## [ASSIGNED TASK]
Reproduce exactly, and nothing but, the lines between the one with "Record the location of each instance of the bathroom" and the end of the entries, both ends included.

## [RECORD EXTRACTS]

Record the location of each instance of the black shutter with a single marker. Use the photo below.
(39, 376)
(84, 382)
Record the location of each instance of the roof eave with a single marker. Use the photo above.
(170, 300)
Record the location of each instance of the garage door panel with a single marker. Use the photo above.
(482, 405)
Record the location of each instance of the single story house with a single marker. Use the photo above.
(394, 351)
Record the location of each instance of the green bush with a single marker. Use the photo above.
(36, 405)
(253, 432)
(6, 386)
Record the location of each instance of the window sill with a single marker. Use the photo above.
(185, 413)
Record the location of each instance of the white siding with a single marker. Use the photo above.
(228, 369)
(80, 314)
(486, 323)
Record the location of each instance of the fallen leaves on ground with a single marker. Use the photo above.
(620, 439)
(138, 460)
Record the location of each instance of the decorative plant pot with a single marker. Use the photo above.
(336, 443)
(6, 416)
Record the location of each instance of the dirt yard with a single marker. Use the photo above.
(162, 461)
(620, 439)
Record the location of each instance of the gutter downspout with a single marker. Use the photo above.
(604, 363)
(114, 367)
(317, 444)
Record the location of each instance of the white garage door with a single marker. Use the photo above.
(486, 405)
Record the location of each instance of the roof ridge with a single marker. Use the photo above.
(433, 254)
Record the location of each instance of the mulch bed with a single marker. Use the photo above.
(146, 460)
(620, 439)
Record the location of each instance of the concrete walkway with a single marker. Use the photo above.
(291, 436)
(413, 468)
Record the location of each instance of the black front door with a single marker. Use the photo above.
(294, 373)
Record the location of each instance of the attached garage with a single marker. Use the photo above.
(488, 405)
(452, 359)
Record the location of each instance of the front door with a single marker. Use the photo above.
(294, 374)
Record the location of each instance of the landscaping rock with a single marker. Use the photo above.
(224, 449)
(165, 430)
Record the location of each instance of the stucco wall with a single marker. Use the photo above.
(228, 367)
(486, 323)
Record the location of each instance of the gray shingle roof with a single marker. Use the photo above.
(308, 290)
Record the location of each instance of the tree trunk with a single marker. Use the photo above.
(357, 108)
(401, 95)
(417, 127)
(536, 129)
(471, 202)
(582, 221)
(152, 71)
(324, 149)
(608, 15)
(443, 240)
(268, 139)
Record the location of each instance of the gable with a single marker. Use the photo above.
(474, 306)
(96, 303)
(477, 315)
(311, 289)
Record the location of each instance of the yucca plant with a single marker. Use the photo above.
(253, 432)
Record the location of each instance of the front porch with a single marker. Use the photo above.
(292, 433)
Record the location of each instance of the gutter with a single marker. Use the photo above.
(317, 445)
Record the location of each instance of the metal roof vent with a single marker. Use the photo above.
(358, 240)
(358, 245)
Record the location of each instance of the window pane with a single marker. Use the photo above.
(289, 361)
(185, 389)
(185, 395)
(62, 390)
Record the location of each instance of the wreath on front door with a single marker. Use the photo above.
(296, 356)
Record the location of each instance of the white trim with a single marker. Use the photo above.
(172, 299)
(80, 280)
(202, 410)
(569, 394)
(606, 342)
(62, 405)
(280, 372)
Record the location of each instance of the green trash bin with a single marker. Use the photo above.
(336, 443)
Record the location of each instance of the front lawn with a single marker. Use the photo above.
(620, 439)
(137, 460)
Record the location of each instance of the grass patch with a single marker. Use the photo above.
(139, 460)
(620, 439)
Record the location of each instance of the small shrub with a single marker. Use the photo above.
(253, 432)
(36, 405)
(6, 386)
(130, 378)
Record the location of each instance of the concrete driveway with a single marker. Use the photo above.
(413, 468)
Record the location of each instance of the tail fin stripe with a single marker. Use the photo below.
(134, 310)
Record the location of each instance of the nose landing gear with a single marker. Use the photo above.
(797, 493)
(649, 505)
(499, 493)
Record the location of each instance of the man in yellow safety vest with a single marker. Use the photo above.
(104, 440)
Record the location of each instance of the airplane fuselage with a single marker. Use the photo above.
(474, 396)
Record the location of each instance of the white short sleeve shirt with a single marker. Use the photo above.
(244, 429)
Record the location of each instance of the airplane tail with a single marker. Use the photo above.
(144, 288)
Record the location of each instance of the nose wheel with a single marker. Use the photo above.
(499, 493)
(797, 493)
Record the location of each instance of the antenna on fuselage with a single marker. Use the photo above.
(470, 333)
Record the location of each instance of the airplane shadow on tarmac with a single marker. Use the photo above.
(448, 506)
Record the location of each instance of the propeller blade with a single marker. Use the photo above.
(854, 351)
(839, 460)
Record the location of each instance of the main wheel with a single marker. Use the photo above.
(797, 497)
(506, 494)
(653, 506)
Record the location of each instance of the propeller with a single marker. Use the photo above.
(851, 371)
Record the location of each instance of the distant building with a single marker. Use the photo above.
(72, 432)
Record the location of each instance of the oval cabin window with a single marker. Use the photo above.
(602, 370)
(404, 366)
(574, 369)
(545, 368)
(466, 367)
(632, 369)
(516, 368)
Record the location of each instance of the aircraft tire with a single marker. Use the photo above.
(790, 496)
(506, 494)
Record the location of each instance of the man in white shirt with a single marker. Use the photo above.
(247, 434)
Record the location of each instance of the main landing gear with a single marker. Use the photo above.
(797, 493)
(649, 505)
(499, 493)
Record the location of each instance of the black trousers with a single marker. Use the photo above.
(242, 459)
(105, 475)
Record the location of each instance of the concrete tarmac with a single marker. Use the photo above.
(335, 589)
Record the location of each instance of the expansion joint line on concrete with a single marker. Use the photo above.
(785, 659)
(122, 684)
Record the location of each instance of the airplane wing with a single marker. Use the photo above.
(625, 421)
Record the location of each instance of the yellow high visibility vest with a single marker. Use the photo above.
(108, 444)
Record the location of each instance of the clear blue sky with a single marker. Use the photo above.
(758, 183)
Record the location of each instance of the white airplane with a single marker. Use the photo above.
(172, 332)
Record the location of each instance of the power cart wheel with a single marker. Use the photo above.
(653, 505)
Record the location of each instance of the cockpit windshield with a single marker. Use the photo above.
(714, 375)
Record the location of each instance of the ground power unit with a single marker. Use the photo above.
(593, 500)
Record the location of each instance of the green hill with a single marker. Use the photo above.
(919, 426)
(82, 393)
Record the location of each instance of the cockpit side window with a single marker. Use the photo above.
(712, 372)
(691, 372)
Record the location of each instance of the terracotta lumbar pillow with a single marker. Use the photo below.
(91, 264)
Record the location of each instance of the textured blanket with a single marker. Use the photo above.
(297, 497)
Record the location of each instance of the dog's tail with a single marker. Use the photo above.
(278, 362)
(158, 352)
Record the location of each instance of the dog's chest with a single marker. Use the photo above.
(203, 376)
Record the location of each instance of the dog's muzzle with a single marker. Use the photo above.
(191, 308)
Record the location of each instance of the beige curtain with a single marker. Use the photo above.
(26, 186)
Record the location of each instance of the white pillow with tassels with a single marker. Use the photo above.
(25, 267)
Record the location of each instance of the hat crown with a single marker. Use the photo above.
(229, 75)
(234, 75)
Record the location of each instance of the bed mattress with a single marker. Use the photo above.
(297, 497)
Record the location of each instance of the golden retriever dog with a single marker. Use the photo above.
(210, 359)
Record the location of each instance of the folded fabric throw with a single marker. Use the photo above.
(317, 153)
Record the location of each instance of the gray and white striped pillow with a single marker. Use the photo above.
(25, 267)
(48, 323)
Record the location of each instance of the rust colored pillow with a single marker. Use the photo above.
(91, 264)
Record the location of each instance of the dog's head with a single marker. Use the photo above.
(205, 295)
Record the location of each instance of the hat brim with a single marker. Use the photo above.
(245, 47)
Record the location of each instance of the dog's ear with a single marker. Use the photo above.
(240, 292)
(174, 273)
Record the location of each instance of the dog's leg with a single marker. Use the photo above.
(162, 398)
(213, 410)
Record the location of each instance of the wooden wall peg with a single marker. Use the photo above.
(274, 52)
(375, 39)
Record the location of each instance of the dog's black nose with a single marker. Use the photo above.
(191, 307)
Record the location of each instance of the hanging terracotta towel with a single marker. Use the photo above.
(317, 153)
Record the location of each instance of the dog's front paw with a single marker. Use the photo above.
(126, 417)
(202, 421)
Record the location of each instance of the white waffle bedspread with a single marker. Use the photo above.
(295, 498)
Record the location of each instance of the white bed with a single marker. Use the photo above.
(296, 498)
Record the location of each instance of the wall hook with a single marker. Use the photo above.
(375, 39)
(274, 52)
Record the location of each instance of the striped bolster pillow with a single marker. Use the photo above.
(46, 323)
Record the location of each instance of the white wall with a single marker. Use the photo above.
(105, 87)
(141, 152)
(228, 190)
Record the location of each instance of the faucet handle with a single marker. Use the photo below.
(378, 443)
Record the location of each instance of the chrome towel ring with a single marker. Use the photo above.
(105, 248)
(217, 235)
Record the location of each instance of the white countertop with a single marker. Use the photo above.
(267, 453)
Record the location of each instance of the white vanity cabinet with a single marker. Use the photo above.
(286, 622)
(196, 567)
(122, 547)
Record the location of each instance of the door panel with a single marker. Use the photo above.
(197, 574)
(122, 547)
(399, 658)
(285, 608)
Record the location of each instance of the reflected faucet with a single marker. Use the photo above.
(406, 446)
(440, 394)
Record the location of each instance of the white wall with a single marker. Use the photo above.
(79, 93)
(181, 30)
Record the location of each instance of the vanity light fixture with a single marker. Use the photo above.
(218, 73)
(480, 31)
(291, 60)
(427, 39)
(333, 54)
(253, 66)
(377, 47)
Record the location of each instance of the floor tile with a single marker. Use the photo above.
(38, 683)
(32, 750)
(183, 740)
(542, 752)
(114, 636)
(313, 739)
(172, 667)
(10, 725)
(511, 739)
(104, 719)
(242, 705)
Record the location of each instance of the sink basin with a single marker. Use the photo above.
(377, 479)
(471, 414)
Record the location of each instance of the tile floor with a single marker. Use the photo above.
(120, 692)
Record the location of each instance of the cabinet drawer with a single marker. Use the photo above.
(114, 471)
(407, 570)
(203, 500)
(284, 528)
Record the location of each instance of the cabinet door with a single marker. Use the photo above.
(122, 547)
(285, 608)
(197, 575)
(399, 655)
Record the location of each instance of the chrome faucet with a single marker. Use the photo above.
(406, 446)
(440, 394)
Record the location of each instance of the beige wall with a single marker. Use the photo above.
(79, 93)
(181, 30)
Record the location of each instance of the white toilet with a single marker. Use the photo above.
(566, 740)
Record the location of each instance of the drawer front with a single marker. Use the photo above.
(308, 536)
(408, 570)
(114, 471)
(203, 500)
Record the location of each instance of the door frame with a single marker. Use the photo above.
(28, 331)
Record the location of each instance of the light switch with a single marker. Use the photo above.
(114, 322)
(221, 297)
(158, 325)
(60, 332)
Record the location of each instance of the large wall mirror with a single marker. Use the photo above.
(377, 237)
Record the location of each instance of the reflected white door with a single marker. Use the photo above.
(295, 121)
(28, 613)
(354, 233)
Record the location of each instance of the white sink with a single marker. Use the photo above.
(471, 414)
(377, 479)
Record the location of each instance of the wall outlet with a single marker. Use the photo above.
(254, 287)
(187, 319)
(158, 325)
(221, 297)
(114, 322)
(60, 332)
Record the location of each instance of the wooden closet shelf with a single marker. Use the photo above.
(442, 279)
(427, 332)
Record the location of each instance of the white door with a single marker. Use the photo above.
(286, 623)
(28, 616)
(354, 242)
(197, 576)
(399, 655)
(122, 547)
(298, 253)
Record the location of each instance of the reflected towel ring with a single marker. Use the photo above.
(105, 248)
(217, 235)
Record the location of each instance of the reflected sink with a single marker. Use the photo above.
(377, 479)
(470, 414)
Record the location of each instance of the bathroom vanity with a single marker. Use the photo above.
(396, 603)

## [YOUR SOLUTION]
Record the location of each instance of the bathroom vanity with a single marker. Use the photo above.
(396, 603)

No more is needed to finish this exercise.